Intervention de Gisèle Jourda

Réunion du 3 mars 2021 à 15h00
Accord de commerce et de coopération entre le royaume-uni et l'union européenne — Débat organisé à la demande de la commission des affaires étrangères et de la commission des affaires européennes

Photo de Gisèle JourdaGisèle Jourda :

Madame la présidente, monsieur le secrétaire d’État, mes chers collègues, mon court propos sera consacré aux conséquences du Brexit sur la défense européenne, sur la problématique irlandaise ainsi que sur les règles relatives au regroupement familial des demandeurs d’asile.

Monsieur le secrétaire d’État, après le Brexit, doit-on dire que la défense européenne est affaiblie ou qu’elle est libérée par exemple pour établir d’autres coopérations ?

Aujourd’hui, les dispositifs existent et la question de l’ambition de l’Europe ne tient pas tant à l’argent qu’elle attribuera au Fonds qu’à la vision de ce que doit être son autonomie stratégique, à l’heure où la puissance américaine a fait d’elle un théâtre périphérique.

Le contexte récent a permis de clarifier plusieurs points, et non des moindres.

Les années Trump auront eu le mérite d’obliger l’Union européenne à mesurer l’impérieuse nécessité d’exister sur les terrains pourtant privilégiés de la souveraineté nationale : la défense et la politique étrangère.

Votre travail:
(1) Réécrivez tout le passage de l'intervention sur le Brexit allant de « Réunion du 3 » jusqu'à « des demandeurs d’asile. », en remplaçant « commission des affaires étrangères » par « commission des lois ».
(2) Prolongez l'intervention sur le Brexit en reprenant juste après sa dernière phrase.

(Données de pointage de régions)
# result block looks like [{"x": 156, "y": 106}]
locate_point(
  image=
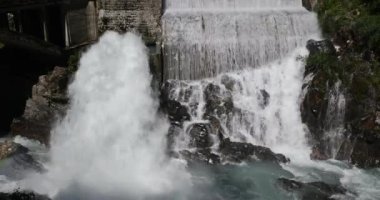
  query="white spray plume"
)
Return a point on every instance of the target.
[{"x": 111, "y": 141}]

Corrigé de l'exercice:
(1)
Réunion du 3 mars 2021 à 15h00
Accord de commerce et de coopération entre le royaume-uni et l'union européenne — Débat organisé à la demande de la commission des lois et de la commission des affaires européennes

Photo de Gisèle JourdaGisèle Jourda :

Madame la présidente, monsieur le secrétaire d’État, mes chers collègues, mon court propos sera consacré aux conséquences du Brexit sur la défense européenne, sur la problématique irlandaise ainsi que sur les règles relatives au regroupement familial des demandeurs d’asile.

(2)
La crise sanitaire a tristement ouvert les yeux des Vingt-Sept quant à la nécessité d’une plus grande indépendance dans des domaines clés, comme la santé ou encore les technologies de l’avenir.

Quant au Brexit, il a privé les Vingt-Sept du paravent britannique bien utile pour cacher leurs divisions et leurs degrés d’ambition variables sur les questions de défense.

Un Conseil européen a eu lieu voilà quelques jours, offrant l’occasion d’aborder de nouveau ces questions. Qu’en a-t-il été, monsieur le secrétaire d’État ? Par-delà et au sein du restrictif bouclier otanien, les Vingt-Sept ont-ils décidé de montrer que, avec la France comme seul acteur majeur depuis le Brexit, la politique de sécurité et de défense commune de l’Union européenne pouvait être relancée, voire renouvelée ?

J’en viens à l’Irlande. L’épisode avorté d’un retour des contrôles à la frontière irlandaise pour surveiller les exportations de vaccins en dehors de l’Union européenne a agi comme un révélateur. Michel Barnier l’a déclaré et nous sommes nombreux à partager ce constat : « L’activation de la clause article 16 était une erreur. »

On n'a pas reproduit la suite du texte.